Action item
Set down only what runs from the line containing "hair in the photo above." through the last line of the data, exactly as it reads.

Entries shown
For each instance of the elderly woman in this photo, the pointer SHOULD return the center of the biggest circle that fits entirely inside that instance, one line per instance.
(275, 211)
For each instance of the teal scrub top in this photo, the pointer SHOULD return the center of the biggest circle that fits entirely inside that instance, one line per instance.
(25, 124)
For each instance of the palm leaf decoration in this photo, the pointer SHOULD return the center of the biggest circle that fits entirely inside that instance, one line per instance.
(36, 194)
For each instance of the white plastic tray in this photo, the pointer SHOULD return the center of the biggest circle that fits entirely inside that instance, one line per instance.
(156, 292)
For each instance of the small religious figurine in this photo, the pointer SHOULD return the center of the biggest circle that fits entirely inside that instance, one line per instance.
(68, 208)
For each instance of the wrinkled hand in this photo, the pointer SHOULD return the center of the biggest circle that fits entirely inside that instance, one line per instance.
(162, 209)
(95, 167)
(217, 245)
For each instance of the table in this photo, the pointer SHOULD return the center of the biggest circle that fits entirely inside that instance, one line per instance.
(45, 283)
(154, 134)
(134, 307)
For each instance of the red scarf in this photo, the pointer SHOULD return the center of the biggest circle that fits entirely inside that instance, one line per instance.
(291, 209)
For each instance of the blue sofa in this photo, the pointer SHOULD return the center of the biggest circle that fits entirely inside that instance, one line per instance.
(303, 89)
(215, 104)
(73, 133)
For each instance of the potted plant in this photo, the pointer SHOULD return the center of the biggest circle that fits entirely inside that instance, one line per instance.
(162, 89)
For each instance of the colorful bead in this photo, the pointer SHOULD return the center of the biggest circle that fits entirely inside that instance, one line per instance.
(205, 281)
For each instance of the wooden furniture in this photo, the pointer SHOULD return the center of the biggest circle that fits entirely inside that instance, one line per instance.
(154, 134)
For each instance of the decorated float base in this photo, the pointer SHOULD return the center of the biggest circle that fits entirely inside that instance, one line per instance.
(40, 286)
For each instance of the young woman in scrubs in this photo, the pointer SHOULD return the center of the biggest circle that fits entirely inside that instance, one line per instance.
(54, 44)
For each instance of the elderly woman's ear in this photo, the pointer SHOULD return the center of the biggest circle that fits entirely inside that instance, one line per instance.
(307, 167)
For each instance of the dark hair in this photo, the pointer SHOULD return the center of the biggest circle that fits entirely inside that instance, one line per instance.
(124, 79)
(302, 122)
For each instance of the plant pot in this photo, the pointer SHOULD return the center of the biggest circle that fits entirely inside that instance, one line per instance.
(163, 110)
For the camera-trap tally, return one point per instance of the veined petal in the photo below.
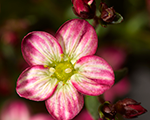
(14, 110)
(96, 69)
(77, 38)
(41, 48)
(35, 83)
(87, 86)
(65, 103)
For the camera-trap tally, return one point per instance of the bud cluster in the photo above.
(127, 107)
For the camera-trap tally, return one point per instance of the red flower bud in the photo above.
(129, 108)
(107, 14)
(84, 8)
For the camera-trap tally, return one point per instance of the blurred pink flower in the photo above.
(118, 90)
(116, 57)
(5, 84)
(18, 110)
(84, 115)
(63, 68)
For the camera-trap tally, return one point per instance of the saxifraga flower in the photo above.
(63, 68)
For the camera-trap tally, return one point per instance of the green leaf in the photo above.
(119, 74)
(92, 104)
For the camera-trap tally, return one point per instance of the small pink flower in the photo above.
(18, 110)
(63, 68)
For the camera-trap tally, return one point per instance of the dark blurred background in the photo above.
(132, 37)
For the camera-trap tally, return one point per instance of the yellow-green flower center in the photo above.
(62, 71)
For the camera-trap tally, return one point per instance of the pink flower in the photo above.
(116, 57)
(129, 108)
(84, 115)
(18, 110)
(63, 68)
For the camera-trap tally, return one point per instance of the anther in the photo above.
(52, 70)
(68, 70)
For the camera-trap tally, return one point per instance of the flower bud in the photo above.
(129, 108)
(107, 111)
(107, 14)
(84, 8)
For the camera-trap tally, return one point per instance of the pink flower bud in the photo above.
(84, 8)
(129, 108)
(107, 14)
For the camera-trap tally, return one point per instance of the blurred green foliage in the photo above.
(22, 16)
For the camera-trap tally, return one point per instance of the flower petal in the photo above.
(95, 68)
(41, 48)
(35, 83)
(14, 110)
(87, 86)
(94, 75)
(65, 103)
(77, 38)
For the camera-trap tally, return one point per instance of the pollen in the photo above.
(52, 70)
(68, 70)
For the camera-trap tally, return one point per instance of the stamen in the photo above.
(68, 70)
(52, 70)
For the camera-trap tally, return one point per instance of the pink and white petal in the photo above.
(41, 116)
(65, 103)
(40, 48)
(77, 38)
(36, 83)
(96, 69)
(14, 110)
(87, 86)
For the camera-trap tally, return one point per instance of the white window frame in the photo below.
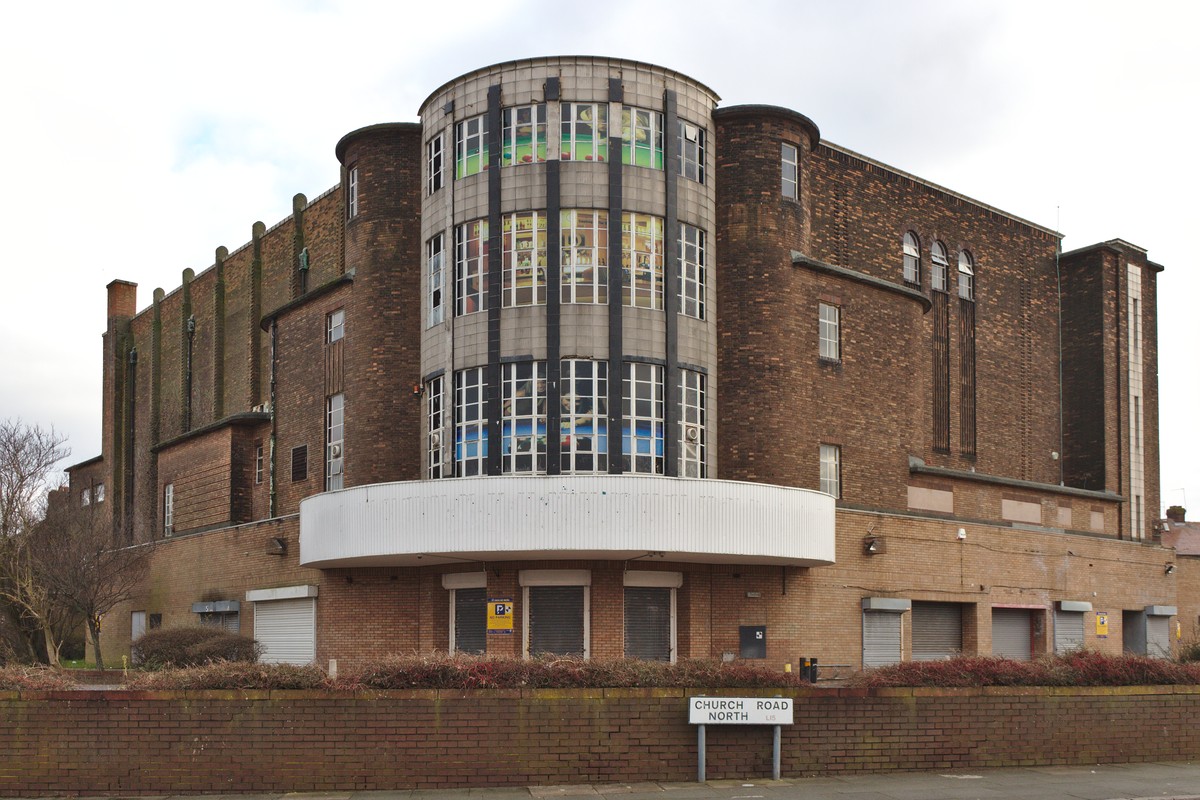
(335, 441)
(642, 385)
(471, 270)
(573, 119)
(435, 162)
(790, 170)
(523, 404)
(528, 578)
(435, 417)
(583, 409)
(471, 417)
(471, 143)
(585, 252)
(831, 469)
(693, 262)
(436, 260)
(693, 425)
(829, 332)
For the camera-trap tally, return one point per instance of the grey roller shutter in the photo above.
(287, 631)
(556, 620)
(648, 623)
(1068, 631)
(1158, 637)
(936, 631)
(1012, 635)
(881, 638)
(471, 620)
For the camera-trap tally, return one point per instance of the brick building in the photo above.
(822, 409)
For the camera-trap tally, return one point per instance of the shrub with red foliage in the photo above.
(1077, 668)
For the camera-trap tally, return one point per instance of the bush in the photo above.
(191, 647)
(34, 678)
(442, 671)
(228, 674)
(1078, 668)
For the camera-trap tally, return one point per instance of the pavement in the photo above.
(1169, 781)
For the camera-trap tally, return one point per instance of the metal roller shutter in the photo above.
(287, 630)
(648, 623)
(881, 638)
(556, 620)
(936, 631)
(1068, 631)
(1012, 633)
(471, 620)
(1158, 637)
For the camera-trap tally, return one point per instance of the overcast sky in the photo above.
(141, 136)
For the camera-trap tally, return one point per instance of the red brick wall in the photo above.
(316, 741)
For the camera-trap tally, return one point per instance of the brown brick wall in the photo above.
(311, 741)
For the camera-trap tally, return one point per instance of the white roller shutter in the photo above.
(1012, 633)
(287, 630)
(1068, 631)
(881, 638)
(936, 631)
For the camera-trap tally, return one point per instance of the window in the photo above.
(471, 422)
(585, 256)
(525, 417)
(300, 463)
(642, 408)
(585, 132)
(642, 259)
(791, 158)
(911, 259)
(335, 439)
(940, 277)
(693, 425)
(525, 259)
(435, 420)
(641, 143)
(829, 332)
(691, 151)
(525, 134)
(168, 509)
(583, 423)
(435, 158)
(435, 253)
(966, 276)
(831, 470)
(471, 268)
(352, 192)
(471, 146)
(335, 326)
(691, 271)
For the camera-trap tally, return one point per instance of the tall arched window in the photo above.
(966, 275)
(941, 268)
(911, 258)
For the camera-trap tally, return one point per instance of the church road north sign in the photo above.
(739, 710)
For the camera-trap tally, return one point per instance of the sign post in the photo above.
(739, 710)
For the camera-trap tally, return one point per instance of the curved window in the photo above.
(941, 268)
(525, 259)
(525, 134)
(585, 416)
(911, 258)
(966, 276)
(585, 234)
(585, 132)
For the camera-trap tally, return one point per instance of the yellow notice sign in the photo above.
(499, 615)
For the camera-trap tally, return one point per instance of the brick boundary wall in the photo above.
(202, 741)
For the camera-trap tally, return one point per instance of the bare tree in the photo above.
(28, 455)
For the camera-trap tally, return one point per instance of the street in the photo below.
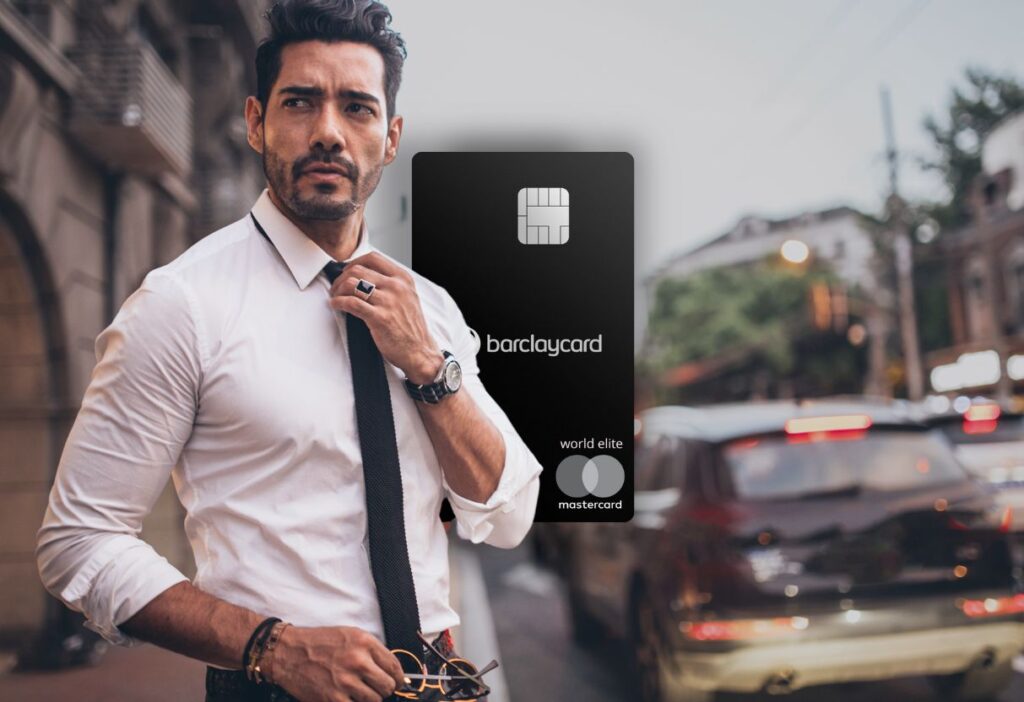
(543, 665)
(511, 610)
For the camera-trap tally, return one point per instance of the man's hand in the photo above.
(334, 664)
(392, 313)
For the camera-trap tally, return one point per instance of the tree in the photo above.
(974, 110)
(757, 316)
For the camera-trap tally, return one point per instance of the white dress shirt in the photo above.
(228, 371)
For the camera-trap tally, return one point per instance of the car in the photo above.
(784, 544)
(989, 442)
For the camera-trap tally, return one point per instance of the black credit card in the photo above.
(537, 250)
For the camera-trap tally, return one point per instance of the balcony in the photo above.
(129, 111)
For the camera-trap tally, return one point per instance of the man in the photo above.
(302, 390)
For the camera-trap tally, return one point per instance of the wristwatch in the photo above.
(448, 382)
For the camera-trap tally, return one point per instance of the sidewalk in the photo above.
(143, 673)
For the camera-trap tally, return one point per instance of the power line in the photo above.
(843, 77)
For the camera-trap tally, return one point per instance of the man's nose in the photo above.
(328, 133)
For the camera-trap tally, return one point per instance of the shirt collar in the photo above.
(303, 256)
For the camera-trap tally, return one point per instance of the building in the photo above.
(122, 142)
(841, 236)
(838, 235)
(985, 274)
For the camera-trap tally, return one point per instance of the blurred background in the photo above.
(829, 201)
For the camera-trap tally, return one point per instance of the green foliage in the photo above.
(745, 311)
(974, 110)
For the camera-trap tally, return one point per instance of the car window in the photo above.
(662, 465)
(788, 468)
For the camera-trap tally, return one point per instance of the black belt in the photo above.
(233, 686)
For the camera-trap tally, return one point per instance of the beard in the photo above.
(326, 203)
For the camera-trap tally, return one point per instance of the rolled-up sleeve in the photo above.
(505, 518)
(136, 414)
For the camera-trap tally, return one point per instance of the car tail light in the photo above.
(826, 428)
(1000, 518)
(736, 629)
(993, 607)
(981, 419)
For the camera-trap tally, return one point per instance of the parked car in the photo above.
(989, 442)
(778, 545)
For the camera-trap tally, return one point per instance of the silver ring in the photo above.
(366, 288)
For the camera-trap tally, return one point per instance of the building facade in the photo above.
(122, 142)
(985, 272)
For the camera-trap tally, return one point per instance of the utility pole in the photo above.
(897, 219)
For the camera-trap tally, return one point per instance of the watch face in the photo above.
(453, 376)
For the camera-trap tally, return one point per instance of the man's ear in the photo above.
(393, 136)
(254, 124)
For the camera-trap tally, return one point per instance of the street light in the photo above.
(795, 251)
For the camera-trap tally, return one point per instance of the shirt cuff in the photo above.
(117, 583)
(477, 522)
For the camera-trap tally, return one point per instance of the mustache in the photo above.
(351, 170)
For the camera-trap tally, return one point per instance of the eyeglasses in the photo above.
(457, 678)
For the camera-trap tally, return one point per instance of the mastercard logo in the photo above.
(579, 476)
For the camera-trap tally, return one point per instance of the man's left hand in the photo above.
(392, 313)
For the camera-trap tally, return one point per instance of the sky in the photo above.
(729, 107)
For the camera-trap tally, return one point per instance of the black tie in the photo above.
(382, 475)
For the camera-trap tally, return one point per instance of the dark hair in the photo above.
(330, 20)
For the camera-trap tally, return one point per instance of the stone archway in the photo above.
(33, 420)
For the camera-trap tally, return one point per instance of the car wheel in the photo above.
(651, 675)
(975, 685)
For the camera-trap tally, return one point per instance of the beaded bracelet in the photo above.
(256, 641)
(264, 672)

Reply
For the camera-trap tally, return one point per instance of the dark hair in the photo above.
(330, 20)
For the camera-trap tally, return one point per instance of the stone archway in the photo above.
(33, 420)
For the camera-trap tally, return one point per instance of the car wheel in the photo above.
(651, 675)
(975, 685)
For the camera-trap tally, return one point per instance of the beaded bracelet in the photo above.
(256, 641)
(264, 672)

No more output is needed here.